▶ _SHORT EXERCISE_
Convert the data below into a Markdown table with the columns "Row" and "Line", numbering each non-blank line in order and omitting blank lines.

▶ _MATERIAL_
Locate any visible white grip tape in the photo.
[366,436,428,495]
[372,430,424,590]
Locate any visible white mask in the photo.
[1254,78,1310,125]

▶ _EXPECTED OUTPUT_
| Row | Line |
|---|---|
| 1 | Locate any visible white grip tape in the photo. |
| 2 | [366,436,428,495] |
| 3 | [372,430,424,590] |
| 4 | Locate any visible white mask in the photo. |
| 5 | [1254,78,1310,125] |